## Exercise
Rewrite every line of the records below as a numbered list, skipping any blank lines and leaving the pictures out.

[Shape boundary entries]
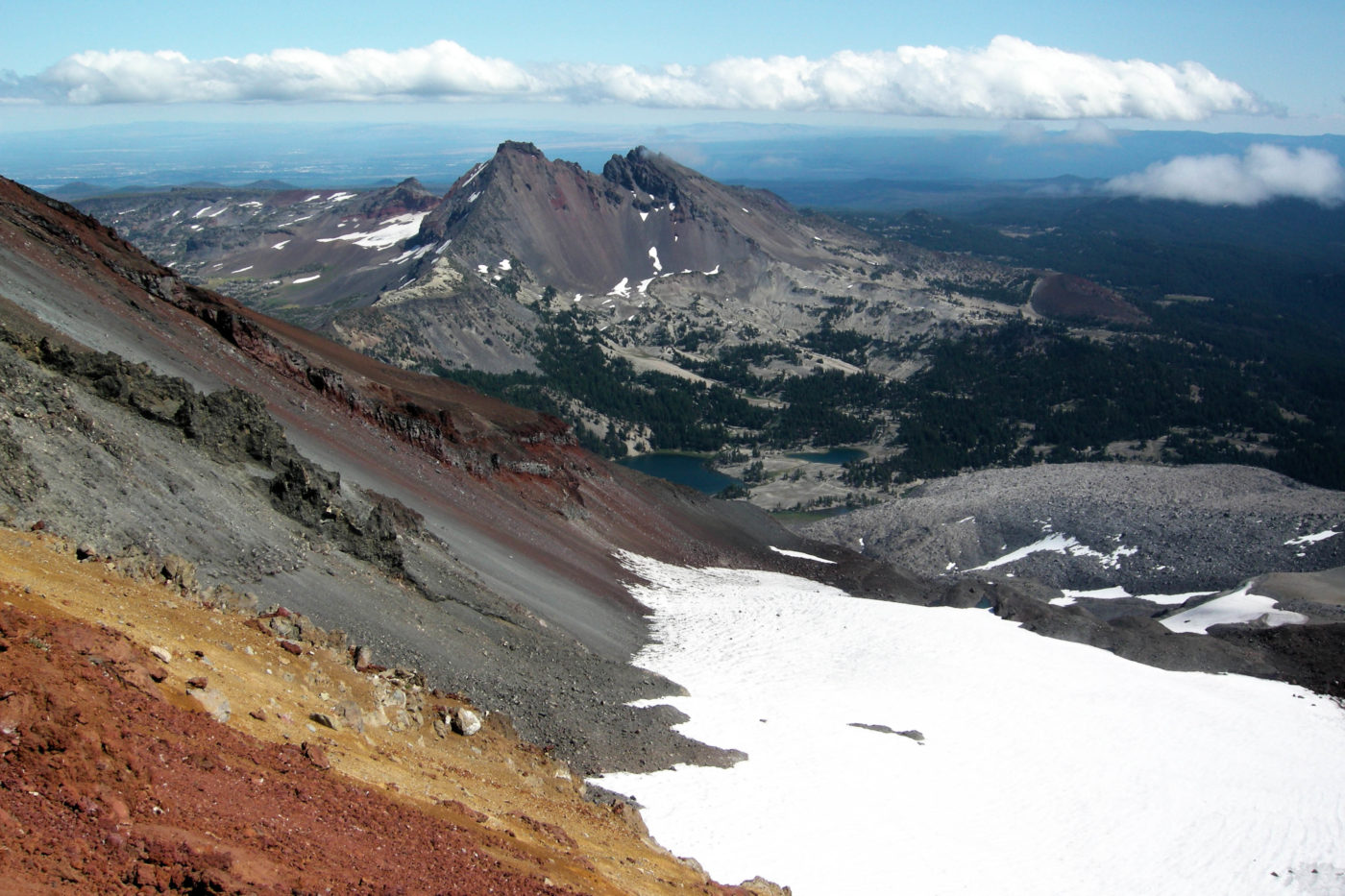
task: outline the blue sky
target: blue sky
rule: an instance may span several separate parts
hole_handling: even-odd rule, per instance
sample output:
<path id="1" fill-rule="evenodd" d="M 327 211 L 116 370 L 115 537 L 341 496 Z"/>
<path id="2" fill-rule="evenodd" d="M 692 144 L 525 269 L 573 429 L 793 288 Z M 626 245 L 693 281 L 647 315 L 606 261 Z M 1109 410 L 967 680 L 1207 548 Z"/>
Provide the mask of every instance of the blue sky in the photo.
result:
<path id="1" fill-rule="evenodd" d="M 7 129 L 496 116 L 1345 133 L 1340 0 L 9 0 L 4 20 Z M 312 52 L 277 52 L 296 48 Z"/>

## Result for this exercise
1. task: outline the blue sky
2. target: blue sky
3. rule: an instance may span several separate parts
4. hole_handling: even-odd rule, per instance
5. sample output:
6. <path id="1" fill-rule="evenodd" d="M 327 211 L 116 370 L 115 537 L 341 496 Z"/>
7. <path id="2" fill-rule="evenodd" d="M 692 144 L 525 269 L 573 429 L 793 288 Z M 626 245 L 693 281 L 647 315 L 606 261 Z M 1109 410 L 967 680 L 1207 548 Z"/>
8. Provide the mask of every instance of the blue sky in the photo.
9. result:
10. <path id="1" fill-rule="evenodd" d="M 7 129 L 496 116 L 1345 133 L 1340 0 L 9 0 L 4 20 Z M 312 52 L 277 52 L 296 48 Z"/>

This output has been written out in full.